▶ **DIRECTIVE**
Count how many of the lines below contain the string "front", treating uppercase and lowercase letters as different. Give only the number.

[Data items]

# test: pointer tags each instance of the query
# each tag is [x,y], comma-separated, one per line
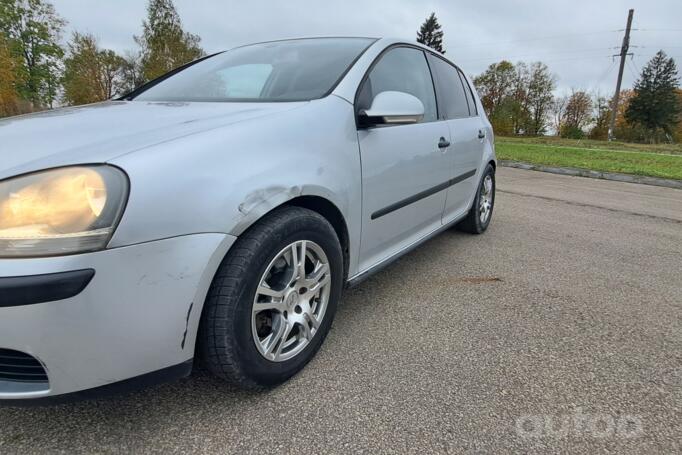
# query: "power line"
[497,43]
[659,29]
[540,55]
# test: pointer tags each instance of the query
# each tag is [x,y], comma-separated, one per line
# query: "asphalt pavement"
[558,330]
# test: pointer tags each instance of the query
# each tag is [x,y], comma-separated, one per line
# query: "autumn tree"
[577,116]
[164,44]
[539,96]
[495,87]
[677,136]
[33,29]
[91,74]
[517,98]
[602,116]
[9,100]
[655,105]
[131,72]
[430,34]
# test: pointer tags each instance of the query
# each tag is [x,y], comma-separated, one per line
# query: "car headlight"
[61,211]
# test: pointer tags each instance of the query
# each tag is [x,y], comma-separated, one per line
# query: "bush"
[572,132]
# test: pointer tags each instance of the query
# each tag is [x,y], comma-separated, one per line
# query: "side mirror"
[393,108]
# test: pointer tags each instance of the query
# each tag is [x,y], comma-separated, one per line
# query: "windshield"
[294,70]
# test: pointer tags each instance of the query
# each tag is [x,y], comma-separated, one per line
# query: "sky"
[575,38]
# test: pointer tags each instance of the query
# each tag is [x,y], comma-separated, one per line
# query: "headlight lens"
[61,211]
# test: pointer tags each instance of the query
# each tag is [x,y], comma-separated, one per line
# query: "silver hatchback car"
[215,214]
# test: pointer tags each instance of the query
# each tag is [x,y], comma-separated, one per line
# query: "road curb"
[641,179]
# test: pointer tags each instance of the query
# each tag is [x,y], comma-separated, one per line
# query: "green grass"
[660,160]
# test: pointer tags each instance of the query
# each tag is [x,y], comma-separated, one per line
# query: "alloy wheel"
[291,300]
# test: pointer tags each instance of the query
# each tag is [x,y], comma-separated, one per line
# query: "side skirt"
[362,276]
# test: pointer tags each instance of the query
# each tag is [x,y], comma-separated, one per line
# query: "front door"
[457,107]
[405,168]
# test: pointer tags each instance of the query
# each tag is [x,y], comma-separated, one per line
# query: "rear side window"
[473,110]
[402,69]
[451,95]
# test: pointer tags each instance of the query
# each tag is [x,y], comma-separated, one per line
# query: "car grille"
[16,366]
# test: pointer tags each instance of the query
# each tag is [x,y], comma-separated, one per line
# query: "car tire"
[230,344]
[475,222]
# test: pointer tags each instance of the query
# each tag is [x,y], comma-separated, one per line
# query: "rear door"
[405,168]
[457,108]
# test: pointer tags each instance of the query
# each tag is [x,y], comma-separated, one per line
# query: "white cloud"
[574,37]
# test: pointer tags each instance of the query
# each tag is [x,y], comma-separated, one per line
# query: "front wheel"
[273,300]
[478,218]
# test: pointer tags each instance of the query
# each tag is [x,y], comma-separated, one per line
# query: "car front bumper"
[137,314]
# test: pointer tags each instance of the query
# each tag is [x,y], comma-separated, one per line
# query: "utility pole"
[623,54]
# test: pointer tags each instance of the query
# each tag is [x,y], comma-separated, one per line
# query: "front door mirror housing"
[393,108]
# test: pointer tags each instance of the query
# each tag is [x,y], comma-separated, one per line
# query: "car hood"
[100,132]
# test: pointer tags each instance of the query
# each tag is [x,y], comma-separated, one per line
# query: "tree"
[602,115]
[541,84]
[165,45]
[131,76]
[558,111]
[678,131]
[33,30]
[430,34]
[495,86]
[655,105]
[9,99]
[517,98]
[577,115]
[91,74]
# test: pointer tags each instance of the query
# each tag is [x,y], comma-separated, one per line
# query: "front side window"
[402,69]
[293,70]
[473,110]
[451,94]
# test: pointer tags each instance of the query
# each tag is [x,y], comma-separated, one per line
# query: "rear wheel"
[478,218]
[273,300]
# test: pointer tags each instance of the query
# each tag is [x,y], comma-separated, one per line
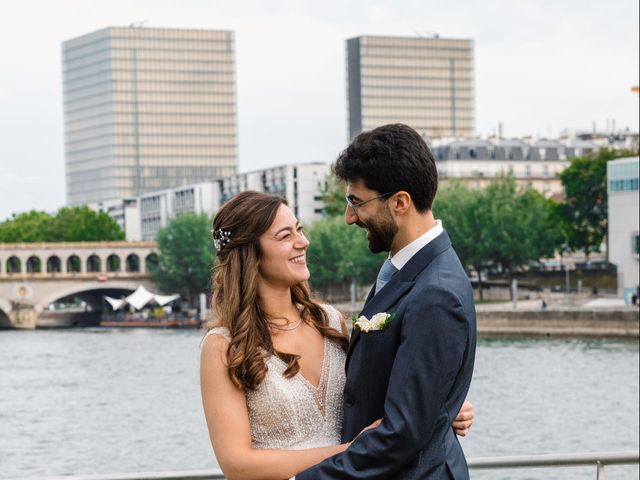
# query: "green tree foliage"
[583,213]
[458,206]
[186,256]
[520,225]
[339,252]
[333,196]
[500,227]
[69,224]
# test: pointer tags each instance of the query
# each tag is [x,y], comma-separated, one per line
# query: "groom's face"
[371,214]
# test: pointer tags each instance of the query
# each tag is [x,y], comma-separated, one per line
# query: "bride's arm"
[225,409]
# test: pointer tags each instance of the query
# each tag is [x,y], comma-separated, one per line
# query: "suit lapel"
[399,284]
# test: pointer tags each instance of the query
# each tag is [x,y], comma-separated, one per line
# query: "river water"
[86,401]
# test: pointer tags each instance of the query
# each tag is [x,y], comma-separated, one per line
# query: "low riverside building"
[534,163]
[622,188]
[301,185]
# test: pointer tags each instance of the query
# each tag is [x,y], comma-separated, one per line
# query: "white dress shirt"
[403,255]
[401,258]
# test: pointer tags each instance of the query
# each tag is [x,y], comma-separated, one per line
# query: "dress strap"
[222,331]
[334,316]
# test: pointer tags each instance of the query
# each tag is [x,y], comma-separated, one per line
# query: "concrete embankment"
[565,322]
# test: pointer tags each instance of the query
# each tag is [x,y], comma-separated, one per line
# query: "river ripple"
[98,401]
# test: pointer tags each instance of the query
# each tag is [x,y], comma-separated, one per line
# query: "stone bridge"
[34,276]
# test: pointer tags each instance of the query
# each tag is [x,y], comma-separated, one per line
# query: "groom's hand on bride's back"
[463,421]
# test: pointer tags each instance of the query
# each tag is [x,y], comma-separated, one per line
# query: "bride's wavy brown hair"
[235,290]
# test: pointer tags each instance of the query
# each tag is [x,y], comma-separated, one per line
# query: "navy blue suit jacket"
[414,374]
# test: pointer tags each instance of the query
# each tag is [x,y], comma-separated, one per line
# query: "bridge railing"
[597,460]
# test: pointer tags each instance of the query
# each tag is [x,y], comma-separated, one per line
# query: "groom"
[414,373]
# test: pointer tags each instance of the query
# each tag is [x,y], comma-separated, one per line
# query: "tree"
[69,224]
[338,253]
[185,257]
[460,207]
[499,227]
[583,213]
[333,196]
[519,225]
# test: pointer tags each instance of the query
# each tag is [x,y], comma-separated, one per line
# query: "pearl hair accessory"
[221,238]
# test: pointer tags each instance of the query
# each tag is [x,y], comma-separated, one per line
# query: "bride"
[272,371]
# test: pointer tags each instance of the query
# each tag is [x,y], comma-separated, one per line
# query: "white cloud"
[540,64]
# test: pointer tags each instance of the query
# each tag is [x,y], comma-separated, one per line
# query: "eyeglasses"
[356,206]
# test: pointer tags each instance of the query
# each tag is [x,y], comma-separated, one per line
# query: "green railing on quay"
[598,460]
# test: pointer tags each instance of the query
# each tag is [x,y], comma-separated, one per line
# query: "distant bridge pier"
[24,316]
[33,276]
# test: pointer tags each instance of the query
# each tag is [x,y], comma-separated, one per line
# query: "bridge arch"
[132,263]
[34,264]
[14,265]
[93,263]
[151,261]
[74,264]
[54,265]
[5,308]
[113,263]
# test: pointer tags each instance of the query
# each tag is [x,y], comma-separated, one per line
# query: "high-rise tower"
[426,83]
[147,109]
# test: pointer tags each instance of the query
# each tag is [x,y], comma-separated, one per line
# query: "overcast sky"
[541,66]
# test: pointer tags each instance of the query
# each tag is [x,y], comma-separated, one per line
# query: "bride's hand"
[373,425]
[463,421]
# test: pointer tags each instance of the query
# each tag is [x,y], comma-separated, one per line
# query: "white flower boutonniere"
[379,321]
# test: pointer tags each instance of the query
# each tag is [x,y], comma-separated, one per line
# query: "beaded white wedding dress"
[291,413]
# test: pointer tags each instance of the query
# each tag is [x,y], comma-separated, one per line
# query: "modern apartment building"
[427,83]
[623,177]
[302,185]
[147,109]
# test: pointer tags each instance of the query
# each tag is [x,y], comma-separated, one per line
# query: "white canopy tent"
[141,298]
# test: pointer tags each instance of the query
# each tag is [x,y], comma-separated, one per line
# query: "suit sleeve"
[431,351]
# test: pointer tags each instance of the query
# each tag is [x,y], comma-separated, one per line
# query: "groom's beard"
[382,230]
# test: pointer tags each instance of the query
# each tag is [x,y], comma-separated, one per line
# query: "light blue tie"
[384,275]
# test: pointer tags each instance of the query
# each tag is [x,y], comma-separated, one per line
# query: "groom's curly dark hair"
[391,158]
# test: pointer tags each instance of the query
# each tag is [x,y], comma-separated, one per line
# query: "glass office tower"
[147,109]
[427,83]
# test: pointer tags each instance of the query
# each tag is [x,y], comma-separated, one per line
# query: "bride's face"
[283,247]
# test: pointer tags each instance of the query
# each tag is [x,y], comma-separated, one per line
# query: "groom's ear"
[400,202]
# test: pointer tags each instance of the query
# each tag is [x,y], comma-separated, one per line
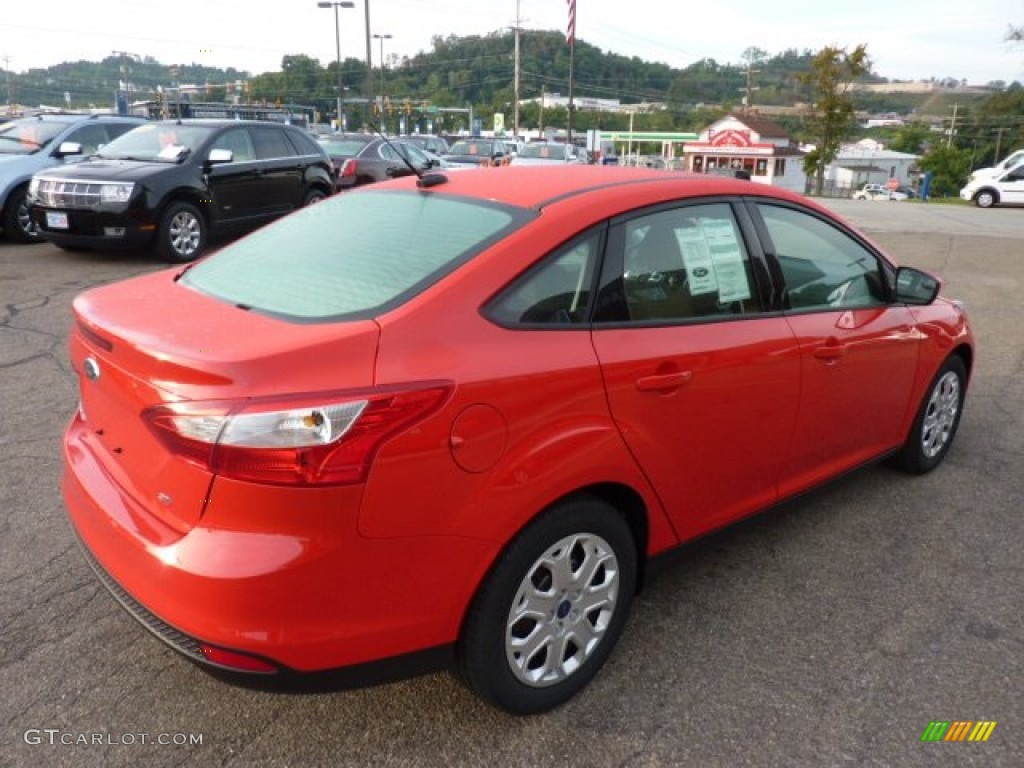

▶ **FINISHED ANSWER**
5